### What the exercise asks
Copy every line of the material below word for word.

### Dataset excerpts
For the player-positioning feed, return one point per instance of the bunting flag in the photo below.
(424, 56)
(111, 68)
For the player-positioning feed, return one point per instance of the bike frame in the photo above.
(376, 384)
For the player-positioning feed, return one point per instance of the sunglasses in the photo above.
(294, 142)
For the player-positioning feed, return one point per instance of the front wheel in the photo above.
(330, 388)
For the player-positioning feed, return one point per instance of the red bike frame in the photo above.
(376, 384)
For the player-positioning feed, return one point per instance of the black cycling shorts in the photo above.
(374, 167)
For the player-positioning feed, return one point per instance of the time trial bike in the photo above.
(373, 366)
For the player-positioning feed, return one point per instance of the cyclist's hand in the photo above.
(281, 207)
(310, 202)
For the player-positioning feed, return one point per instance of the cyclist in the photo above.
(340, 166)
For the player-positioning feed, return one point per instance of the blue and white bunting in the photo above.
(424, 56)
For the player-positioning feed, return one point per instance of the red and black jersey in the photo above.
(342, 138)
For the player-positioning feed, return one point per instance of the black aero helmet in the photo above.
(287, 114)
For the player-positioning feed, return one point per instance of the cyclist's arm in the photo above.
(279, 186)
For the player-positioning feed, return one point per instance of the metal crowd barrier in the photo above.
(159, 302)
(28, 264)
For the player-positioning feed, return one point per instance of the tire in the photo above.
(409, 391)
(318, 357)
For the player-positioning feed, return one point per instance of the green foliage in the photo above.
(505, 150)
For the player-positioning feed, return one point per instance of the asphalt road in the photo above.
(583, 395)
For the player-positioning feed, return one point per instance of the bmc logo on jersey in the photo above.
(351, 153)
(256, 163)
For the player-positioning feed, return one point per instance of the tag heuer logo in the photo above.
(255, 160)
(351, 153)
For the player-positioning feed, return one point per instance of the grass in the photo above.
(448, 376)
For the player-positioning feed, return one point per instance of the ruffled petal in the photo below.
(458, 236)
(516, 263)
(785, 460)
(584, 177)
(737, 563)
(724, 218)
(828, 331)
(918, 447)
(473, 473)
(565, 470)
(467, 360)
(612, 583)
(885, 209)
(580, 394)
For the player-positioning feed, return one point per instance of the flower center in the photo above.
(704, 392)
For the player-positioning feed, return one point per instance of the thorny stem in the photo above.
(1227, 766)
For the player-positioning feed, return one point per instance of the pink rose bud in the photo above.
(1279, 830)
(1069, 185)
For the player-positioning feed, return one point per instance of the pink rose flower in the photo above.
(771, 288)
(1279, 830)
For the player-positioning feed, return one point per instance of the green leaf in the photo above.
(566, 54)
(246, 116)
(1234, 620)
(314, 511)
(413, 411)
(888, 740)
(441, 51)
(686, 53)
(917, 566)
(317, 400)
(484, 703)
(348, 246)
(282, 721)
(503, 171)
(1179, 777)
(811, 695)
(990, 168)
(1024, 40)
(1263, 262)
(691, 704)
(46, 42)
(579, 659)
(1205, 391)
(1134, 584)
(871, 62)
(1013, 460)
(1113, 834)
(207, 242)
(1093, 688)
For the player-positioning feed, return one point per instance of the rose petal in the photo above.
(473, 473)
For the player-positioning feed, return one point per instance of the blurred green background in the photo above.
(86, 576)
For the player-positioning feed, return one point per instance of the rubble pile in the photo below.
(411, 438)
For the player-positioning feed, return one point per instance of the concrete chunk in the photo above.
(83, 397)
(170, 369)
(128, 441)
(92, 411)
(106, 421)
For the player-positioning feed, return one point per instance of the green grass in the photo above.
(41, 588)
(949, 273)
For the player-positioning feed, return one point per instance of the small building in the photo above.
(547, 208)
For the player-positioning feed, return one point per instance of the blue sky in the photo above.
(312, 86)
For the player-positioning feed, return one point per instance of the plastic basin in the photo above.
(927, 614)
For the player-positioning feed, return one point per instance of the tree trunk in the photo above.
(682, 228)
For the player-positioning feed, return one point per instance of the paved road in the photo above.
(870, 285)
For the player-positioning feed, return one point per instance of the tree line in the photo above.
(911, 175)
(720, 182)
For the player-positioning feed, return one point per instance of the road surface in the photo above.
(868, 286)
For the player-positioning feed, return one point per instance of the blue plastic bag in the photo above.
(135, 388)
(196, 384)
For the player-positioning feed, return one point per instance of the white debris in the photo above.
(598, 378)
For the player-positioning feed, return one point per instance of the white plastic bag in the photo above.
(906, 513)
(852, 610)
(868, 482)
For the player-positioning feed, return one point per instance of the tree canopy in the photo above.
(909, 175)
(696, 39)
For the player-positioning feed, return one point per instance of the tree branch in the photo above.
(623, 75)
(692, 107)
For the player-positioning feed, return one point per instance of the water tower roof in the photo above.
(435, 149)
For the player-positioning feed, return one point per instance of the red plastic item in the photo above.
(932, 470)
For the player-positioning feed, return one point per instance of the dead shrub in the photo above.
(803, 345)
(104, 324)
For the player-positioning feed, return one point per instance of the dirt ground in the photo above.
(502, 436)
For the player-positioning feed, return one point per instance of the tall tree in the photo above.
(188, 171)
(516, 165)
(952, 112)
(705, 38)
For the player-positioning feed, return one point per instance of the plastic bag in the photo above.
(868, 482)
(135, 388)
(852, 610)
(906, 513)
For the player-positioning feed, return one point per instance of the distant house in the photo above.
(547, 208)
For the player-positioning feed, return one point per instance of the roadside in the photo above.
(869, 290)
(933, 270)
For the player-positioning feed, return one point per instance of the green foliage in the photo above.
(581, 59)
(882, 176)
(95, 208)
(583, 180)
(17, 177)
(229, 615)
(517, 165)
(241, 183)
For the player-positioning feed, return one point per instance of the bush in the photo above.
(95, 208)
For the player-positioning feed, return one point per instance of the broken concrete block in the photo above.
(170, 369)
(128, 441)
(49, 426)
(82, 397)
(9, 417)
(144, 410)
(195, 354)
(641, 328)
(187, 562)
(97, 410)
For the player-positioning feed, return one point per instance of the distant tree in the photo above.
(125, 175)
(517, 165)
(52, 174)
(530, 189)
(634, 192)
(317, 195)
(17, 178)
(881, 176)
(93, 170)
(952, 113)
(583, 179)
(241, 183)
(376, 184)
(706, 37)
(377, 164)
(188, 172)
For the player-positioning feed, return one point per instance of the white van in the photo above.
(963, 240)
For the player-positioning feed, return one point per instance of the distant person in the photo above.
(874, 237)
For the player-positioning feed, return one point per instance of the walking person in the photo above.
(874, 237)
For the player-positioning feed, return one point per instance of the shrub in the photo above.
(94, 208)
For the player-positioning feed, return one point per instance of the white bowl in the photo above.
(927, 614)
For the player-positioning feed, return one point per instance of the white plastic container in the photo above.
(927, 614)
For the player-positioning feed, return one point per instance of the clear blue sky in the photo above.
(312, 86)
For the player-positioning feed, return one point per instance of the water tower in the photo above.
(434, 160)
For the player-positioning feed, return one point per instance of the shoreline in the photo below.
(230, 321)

### Exercise response
For the player-positioning feed, return one point per instance of the bunting flag in the photo below.
(424, 56)
(111, 68)
For the player-positioning feed, return one point per instance of the bike frame in the photo above.
(376, 384)
For the player-positioning feed, return one point per instance of the sunglasses in the photo above.
(294, 142)
For the player-positioning feed, return one point per instance of the front wheel in the photo above.
(330, 388)
For the player-positioning feed, return one point per instance of the red bike frame in the photo above.
(376, 384)
For the player-positioning feed, return one point per instance of the black cycling shorts in the photo above.
(374, 167)
For the player-positioning feed, return one point per instance of the time trial bike in the photo above.
(373, 366)
For the player-positioning feed, return one point per instance of the cyclist's hand in the photo above.
(281, 207)
(310, 202)
For the player-positioning feed, return one point per instance of the cyclist in the photo above.
(340, 166)
For the player-positioning feed, return one point per instance of the blue and white bunting in the photo above.
(424, 56)
For the player-positioning feed, return one point per instance of the red and black jersey in the photo above.
(342, 138)
For the player-positioning feed, return one point per instance of the black aero helmet in the photo above.
(287, 114)
For the player-positioning feed, return one point per instance of the cyclist's arm in the photo above.
(279, 186)
For the player-positioning feed, return one point per instance of the metal crowd barrier in the photo above.
(159, 302)
(28, 264)
For the player-positioning feed, return one point per instance of the tire in the photo above.
(409, 391)
(318, 357)
For the player-positioning feed, return one point per instance of the green foliage in the photo above.
(505, 150)
For the player-positioning feed, return one point per instance of the asphalt road in the photo above.
(583, 395)
For the player-positioning feed, return one point per instance of the bmc logo on jersey in the photo above.
(351, 153)
(256, 163)
For the player-positioning feed, return one point per instance of the tag heuer logo in the photo above.
(255, 160)
(351, 153)
For the player-positioning feed, return one point per instance of the grass in the photo above.
(448, 376)
For the player-positioning feed, return one point per instance of the ruffled petal in the photo below.
(458, 236)
(516, 263)
(785, 460)
(584, 177)
(737, 563)
(724, 218)
(828, 331)
(918, 447)
(473, 473)
(565, 470)
(467, 360)
(612, 583)
(885, 209)
(580, 394)
For the player-positioning feed, return one point per instance of the flower center in the photo above.
(704, 392)
For the player-positioning feed, return one point per instance of the thorny stem in the photo above.
(1227, 766)
For the player-positioning feed, return one point per instance of the pink rose bud in the photo above.
(1279, 830)
(1069, 185)
For the player-positioning feed, return one point per instance of the pink rose flower in the photo above.
(771, 288)
(1279, 830)
For the player-positioning feed, return one point per instance of the green leaf in the photo above.
(566, 54)
(246, 116)
(1234, 620)
(314, 511)
(413, 411)
(888, 740)
(441, 51)
(686, 53)
(917, 566)
(317, 400)
(484, 703)
(348, 246)
(282, 721)
(503, 171)
(1179, 777)
(811, 695)
(990, 168)
(1024, 40)
(1263, 262)
(691, 704)
(46, 42)
(579, 659)
(1205, 391)
(1134, 584)
(871, 62)
(1013, 460)
(1113, 834)
(207, 242)
(1093, 688)
For the player-positioning feed, return one point per instance of the rose petal in the photo above.
(473, 473)
For the player-positioning feed, return one point per instance of the blurred green background in the photo above.
(86, 576)
For the player-positioning feed, return one point per instance of the rubble pile in the photo below.
(411, 438)
For the player-positioning feed, return one point per instance of the concrete chunk in the photo above.
(83, 397)
(170, 369)
(128, 441)
(92, 411)
(106, 421)
For the player-positioning feed, return one point per instance of the green grass in the photo above.
(41, 588)
(949, 273)
For the player-positioning feed, return one point per instance of the small building in the photo above.
(547, 208)
For the player-positioning feed, return one point per instance of the blue sky in the photo above.
(312, 86)
For the player-positioning feed, return one point per instance of the plastic basin in the photo above.
(927, 614)
For the player-positioning feed, return one point per instance of the tree trunk in the photo above.
(682, 228)
For the player-positioning feed, return one point per instance of the paved road in the photo above.
(870, 285)
For the player-positioning feed, return one point per instance of the tree line in the photo above.
(911, 175)
(720, 182)
For the player-positioning feed, return one point per instance of the road surface in the photo above.
(868, 286)
For the player-positioning feed, return one point per instance of the blue plastic bag in the photo above.
(135, 388)
(196, 384)
For the player-positioning feed, return one point per instance of the white debris in the photo above.
(598, 378)
For the player-positioning feed, return one point per instance of the white plastic bag in the photo above.
(906, 513)
(852, 610)
(868, 482)
For the player-positioning feed, return one point per instance of the tree canopy in the photo above.
(909, 175)
(696, 39)
For the player-positioning feed, return one point per instance of the tree branch in the photo above.
(623, 75)
(692, 107)
For the player-positioning feed, return one point per instance of the water tower roof in the photo above.
(435, 149)
For the player-positioning feed, return one point per instance of the red plastic item in the photo above.
(932, 470)
For the player-positioning feed, return one point per instance of the dead shrub in the photo above.
(803, 345)
(104, 324)
For the player-positioning feed, return one point per instance of the dirt ground in the photo above.
(502, 436)
For the player-positioning feed, return one point per instance of the tall tree in the photo above.
(188, 171)
(516, 165)
(952, 112)
(705, 38)
For the player-positioning feed, return one point per instance of the plastic bag in the photo above.
(868, 482)
(135, 388)
(852, 610)
(906, 513)
For the player-positioning feed, return one point per instance of the distant house in the photo above.
(547, 208)
For the player-positioning feed, return one point per instance of the roadside in the photo above.
(869, 290)
(933, 270)
For the player-positioning feed, return one point per instance of the green foliage in the photo above.
(581, 59)
(882, 176)
(95, 208)
(583, 180)
(17, 177)
(229, 615)
(517, 165)
(241, 183)
For the player-positioning feed, return one point per instance of the bush in the photo above.
(95, 208)
For the player-positioning feed, return one point per instance of the broken concrete block in the photo above.
(170, 369)
(128, 441)
(49, 426)
(82, 397)
(9, 417)
(144, 410)
(195, 354)
(641, 328)
(187, 562)
(97, 410)
For the player-positioning feed, return one point per instance of the distant tree in the photo above.
(125, 175)
(517, 165)
(52, 174)
(530, 189)
(634, 192)
(317, 195)
(17, 178)
(881, 176)
(93, 170)
(952, 113)
(583, 179)
(241, 183)
(376, 184)
(706, 37)
(377, 164)
(188, 172)
For the player-positioning feed, return one point per instance of the white van in the photo above.
(963, 240)
For the player-positioning feed, return one point per instance of the distant person in the photo above.
(874, 237)
For the player-positioning feed, return one point per instance of the walking person in the photo above.
(874, 237)
For the player-positioning feed, return one point per instance of the shrub in the photo above.
(94, 208)
For the player-positioning feed, return one point per instance of the white bowl in the photo above.
(927, 614)
For the player-positioning feed, return one point per instance of the white plastic container in the photo above.
(927, 614)
For the player-positioning feed, return one point per instance of the clear blue sky in the photo above.
(312, 86)
For the player-positioning feed, return one point per instance of the water tower in the photo above.
(434, 160)
For the player-positioning feed, return one point per instance of the shoreline in the photo below.
(230, 321)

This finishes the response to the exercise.